Directions for Metaphor
The following advice on metaphor comes from Luci Shaw and her book Breath for the Bones.
Find a picture or an object.
The high school parking lot will do. I didn’t have a high school parking lot when I went to high school. This is not because they hadn’t been invented. My guess is when the school was built there was no need for one since I don’t think there were cars. Teachers and principals and probably parents too were building with the imagination they had and maybe that’s what a school stands for anyway — a solid place where imagination can be tended to, grown, and used. Of course the building will change — that is what a school does.
Once you’ve chosen an object, “derive sense impressions from it.”
This means collect data, if you will, according to the five senses. The parking lot is mostly grey with broad bands of purple here and there. (Purple for the Pioneer Pioneers. Not the Purple Pioneers. That would be logical. Just the Pioneer Pioneers, or PP for short.) It is surrounded by various sports fields, tennis courts, the school, and across the street is the giant “M” in all its maize and blue glory. When we first moved to Ann Arbor, and my daughters and I were learning our way around, that M was our guide. “Mmmmm!” one of us would say like Animal from The Muppets, because the largeness of the letter reminded us of the scene in The Muppet Movie when Animal got really big. Back then the kids were were 9 and 7, and so we don’t do that anymore.
Once you have a few impressions, try to “see a pattern or derive significance from the image.”
#####
§ **WHAT THIS EXERCISE ASKS**
- a) Answer these questions from the directions for metaphor, one answer per line, marked (i), (ii), (iii):
(i) Which book does the advice on metaphor come from?
(ii) What colors is the parking lot?
(iii) What stands across the street from the parking lot?
- b) Reproduce the part of the directions for metaphor between "Once you’ve chosen" and "do that anymore.", inclusive.
#####
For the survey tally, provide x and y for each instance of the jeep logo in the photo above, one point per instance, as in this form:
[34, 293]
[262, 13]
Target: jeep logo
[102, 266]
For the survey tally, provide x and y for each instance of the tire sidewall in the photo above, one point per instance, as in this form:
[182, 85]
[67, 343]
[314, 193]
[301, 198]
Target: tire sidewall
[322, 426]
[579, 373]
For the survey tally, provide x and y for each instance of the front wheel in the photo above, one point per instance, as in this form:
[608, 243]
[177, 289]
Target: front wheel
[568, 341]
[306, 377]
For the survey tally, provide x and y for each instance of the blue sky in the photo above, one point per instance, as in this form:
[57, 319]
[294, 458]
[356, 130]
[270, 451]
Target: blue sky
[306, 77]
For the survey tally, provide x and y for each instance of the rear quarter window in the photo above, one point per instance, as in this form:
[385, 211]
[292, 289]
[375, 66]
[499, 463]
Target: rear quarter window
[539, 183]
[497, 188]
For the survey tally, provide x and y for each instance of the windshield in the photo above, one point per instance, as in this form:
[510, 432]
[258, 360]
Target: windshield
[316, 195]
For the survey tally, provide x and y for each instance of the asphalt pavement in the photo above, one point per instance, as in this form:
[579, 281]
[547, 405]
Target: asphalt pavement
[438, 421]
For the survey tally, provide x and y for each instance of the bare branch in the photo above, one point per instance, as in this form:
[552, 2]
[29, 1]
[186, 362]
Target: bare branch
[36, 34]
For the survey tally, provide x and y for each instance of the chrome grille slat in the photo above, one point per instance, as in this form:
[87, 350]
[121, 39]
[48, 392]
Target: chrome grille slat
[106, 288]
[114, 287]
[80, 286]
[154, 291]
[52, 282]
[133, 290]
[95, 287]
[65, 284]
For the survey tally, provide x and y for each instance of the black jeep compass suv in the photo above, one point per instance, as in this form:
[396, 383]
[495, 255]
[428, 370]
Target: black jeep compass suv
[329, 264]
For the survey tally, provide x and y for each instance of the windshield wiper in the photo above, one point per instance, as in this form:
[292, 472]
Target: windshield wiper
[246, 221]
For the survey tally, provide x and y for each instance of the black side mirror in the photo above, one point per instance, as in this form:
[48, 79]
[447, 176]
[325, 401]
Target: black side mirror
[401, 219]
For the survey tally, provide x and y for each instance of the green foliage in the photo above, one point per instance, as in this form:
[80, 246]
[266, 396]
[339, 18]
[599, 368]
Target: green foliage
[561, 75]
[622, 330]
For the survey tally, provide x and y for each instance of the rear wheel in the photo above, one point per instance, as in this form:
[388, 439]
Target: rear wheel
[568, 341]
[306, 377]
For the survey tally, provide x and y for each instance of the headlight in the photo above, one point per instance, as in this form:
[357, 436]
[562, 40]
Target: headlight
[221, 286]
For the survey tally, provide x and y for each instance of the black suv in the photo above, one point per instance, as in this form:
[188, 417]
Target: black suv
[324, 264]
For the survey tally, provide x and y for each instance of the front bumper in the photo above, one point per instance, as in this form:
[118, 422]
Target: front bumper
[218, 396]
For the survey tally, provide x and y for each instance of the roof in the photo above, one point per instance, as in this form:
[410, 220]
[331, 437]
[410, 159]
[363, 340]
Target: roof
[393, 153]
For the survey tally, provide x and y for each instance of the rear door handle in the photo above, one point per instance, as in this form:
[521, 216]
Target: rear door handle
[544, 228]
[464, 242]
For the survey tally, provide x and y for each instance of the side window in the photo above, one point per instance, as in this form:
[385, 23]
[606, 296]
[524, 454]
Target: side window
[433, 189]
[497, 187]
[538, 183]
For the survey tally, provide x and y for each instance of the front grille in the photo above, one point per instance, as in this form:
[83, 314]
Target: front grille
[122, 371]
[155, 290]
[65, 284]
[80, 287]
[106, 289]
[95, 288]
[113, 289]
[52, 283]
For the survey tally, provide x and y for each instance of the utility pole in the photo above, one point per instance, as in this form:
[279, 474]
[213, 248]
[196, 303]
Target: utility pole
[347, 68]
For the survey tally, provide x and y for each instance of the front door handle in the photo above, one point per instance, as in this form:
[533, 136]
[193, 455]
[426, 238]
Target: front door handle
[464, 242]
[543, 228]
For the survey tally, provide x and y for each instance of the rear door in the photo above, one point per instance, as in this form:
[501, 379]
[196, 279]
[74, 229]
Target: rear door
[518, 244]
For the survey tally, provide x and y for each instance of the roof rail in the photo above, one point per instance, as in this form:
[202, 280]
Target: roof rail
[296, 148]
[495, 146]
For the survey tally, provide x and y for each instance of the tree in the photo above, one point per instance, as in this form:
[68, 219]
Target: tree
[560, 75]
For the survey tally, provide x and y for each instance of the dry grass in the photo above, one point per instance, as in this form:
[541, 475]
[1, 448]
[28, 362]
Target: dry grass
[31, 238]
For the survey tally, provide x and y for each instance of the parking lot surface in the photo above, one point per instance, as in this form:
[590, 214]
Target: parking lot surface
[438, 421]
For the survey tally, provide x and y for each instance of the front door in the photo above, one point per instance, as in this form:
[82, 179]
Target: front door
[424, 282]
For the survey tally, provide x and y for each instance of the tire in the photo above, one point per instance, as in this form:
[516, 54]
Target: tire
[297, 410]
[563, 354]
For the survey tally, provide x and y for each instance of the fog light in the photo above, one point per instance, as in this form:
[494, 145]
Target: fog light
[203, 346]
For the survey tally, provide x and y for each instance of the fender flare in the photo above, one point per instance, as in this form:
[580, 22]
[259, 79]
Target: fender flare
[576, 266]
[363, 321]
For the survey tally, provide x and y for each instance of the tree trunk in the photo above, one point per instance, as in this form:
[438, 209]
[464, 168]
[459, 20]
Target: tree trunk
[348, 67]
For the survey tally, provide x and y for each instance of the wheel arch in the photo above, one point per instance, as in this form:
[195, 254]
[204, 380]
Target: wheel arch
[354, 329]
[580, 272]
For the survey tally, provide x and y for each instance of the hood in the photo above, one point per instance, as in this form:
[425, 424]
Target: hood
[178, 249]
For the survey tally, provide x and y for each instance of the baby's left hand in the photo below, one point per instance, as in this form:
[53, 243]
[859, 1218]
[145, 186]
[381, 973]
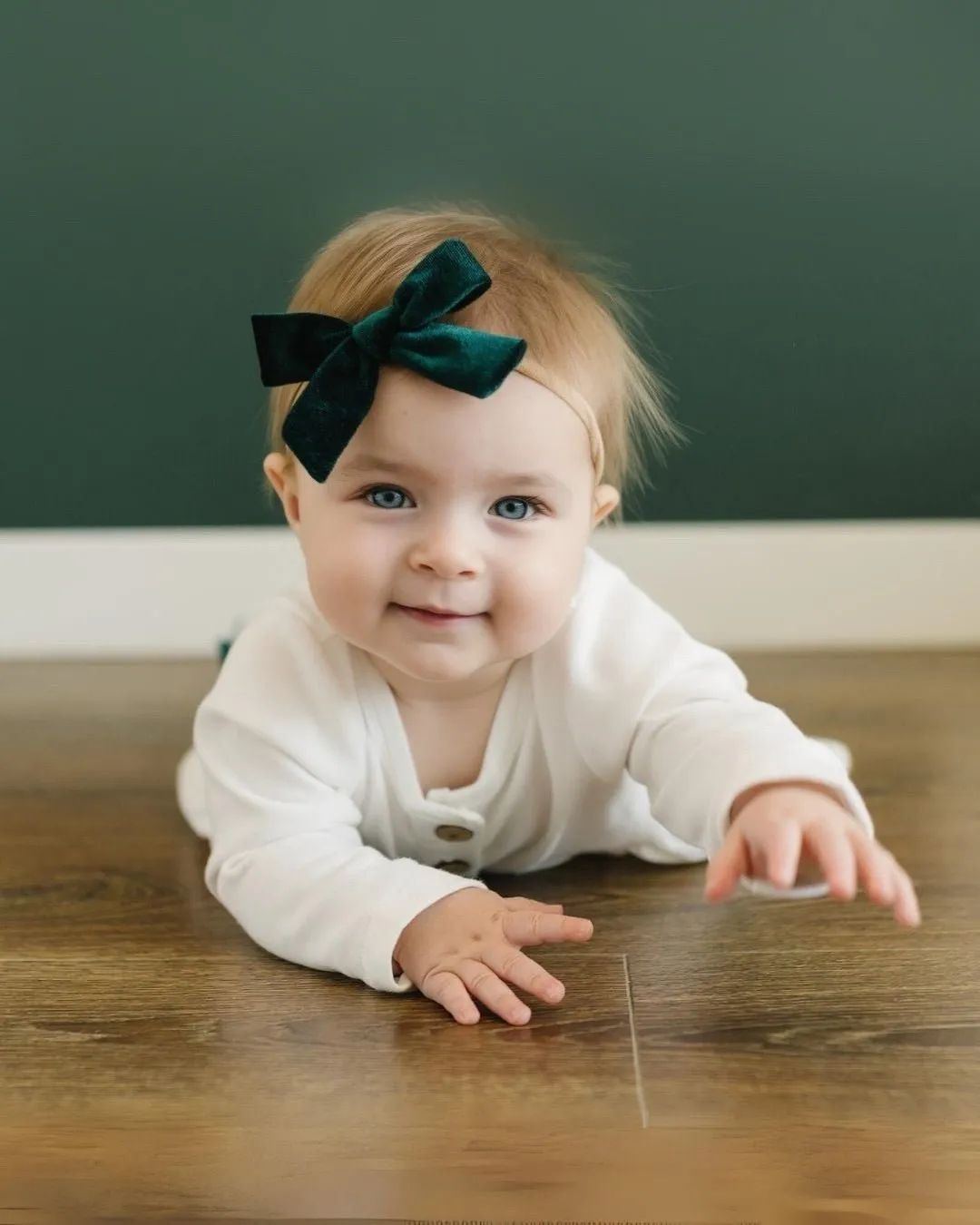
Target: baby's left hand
[778, 827]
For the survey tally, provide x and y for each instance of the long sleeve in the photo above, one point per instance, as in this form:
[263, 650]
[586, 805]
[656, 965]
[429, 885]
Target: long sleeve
[287, 857]
[693, 735]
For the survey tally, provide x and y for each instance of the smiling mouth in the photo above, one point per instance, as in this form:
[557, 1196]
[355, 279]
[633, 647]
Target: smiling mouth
[436, 616]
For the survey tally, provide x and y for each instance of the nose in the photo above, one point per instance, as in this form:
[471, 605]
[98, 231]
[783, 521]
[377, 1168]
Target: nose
[446, 549]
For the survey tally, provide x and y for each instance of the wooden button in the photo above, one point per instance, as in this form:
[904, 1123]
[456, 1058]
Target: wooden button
[454, 833]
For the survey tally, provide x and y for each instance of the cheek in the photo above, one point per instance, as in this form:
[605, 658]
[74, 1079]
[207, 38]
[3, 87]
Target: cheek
[346, 574]
[538, 593]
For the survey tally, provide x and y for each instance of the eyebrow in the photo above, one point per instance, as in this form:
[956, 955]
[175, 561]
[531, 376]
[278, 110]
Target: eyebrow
[368, 463]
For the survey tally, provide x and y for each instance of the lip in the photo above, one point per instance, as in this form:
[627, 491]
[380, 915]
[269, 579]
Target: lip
[434, 615]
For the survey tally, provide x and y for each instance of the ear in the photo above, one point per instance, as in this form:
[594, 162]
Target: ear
[282, 475]
[606, 500]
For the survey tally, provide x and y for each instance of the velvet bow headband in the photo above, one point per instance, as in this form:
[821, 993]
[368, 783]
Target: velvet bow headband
[340, 361]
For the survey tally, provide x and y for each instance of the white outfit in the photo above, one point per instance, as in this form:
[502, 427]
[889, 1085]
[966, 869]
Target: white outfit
[620, 735]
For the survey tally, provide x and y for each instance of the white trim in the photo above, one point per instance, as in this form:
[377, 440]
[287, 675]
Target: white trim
[126, 593]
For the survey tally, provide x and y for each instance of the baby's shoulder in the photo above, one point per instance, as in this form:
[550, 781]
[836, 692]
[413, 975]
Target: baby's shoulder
[287, 671]
[614, 626]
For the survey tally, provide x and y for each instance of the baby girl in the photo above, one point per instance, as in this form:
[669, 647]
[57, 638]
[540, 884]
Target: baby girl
[462, 682]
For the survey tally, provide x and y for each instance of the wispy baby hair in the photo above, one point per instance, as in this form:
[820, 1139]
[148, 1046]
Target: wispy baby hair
[561, 299]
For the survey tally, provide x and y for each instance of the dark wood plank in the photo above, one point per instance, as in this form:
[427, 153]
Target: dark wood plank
[798, 1061]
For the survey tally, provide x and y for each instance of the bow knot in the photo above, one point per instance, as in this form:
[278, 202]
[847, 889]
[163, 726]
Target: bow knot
[340, 361]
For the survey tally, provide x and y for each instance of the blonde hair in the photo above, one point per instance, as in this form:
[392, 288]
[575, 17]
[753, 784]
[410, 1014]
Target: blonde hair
[576, 320]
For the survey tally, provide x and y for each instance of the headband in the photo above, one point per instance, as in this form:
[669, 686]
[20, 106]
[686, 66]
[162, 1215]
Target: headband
[340, 361]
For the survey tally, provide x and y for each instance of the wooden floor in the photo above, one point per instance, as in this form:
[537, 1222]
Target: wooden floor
[759, 1061]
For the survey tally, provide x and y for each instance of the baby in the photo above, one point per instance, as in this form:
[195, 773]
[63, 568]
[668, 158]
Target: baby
[461, 682]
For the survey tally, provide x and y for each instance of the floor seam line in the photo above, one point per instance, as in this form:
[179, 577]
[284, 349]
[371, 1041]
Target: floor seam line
[637, 1074]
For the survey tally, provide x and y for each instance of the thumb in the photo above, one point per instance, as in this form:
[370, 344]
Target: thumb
[729, 863]
[528, 904]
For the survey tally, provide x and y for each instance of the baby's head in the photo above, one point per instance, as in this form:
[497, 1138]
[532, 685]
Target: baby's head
[479, 507]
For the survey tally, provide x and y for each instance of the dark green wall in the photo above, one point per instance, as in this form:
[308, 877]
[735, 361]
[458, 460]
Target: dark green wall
[794, 188]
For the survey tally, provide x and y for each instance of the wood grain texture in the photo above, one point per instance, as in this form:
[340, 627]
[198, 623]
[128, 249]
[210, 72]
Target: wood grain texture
[767, 1061]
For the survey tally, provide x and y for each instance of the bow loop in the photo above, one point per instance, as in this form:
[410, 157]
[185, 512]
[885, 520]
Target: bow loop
[340, 361]
[375, 333]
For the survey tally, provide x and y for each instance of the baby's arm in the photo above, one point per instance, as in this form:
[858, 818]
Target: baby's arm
[701, 741]
[679, 716]
[288, 863]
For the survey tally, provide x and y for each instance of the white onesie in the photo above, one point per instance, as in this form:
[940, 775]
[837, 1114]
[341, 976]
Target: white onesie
[622, 735]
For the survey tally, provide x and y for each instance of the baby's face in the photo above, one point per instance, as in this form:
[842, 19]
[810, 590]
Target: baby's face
[479, 510]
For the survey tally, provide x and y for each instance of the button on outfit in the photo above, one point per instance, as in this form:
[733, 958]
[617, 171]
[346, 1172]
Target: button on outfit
[454, 833]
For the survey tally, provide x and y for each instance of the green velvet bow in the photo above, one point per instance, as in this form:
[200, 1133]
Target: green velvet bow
[342, 361]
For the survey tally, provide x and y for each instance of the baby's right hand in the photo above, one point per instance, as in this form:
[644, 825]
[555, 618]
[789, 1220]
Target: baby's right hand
[468, 946]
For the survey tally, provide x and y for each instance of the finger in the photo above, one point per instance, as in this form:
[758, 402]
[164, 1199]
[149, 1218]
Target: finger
[729, 863]
[447, 990]
[832, 849]
[906, 903]
[528, 904]
[514, 966]
[874, 868]
[781, 854]
[484, 985]
[538, 927]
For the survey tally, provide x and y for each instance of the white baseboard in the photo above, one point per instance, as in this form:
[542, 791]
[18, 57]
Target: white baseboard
[126, 593]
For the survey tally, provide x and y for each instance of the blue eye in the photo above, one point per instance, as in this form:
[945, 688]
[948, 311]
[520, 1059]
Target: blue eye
[516, 508]
[386, 497]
#####
§ **ANSWER SET**
- a)
(i) Breath for the Bones
(ii) Mostly grey with broad bands of purple
(iii) The giant "M"

- b)
Once you’ve chosen an object, “derive sense impressions from it.”
This means collect data, if you will, according to the five senses. The parking lot is mostly grey with broad bands of purple here and there. (Purple for the Pioneer Pioneers. Not the Purple Pioneers. That would be logical. Just the Pioneer Pioneers, or PP for short.) It is surrounded by various sports fields, tennis courts, the school, and across the street is the giant “M” in all its maize and blue glory. When we first moved to Ann Arbor, and my daughters and I were learning our way around, that M was our guide. “Mmmmm!” one of us would say like Animal from The Muppets, because the largeness of the letter reminded us of the scene in The Muppet Movie when Animal got really big. Back then the kids were were 9 and 7, and so we don’t do that anymore.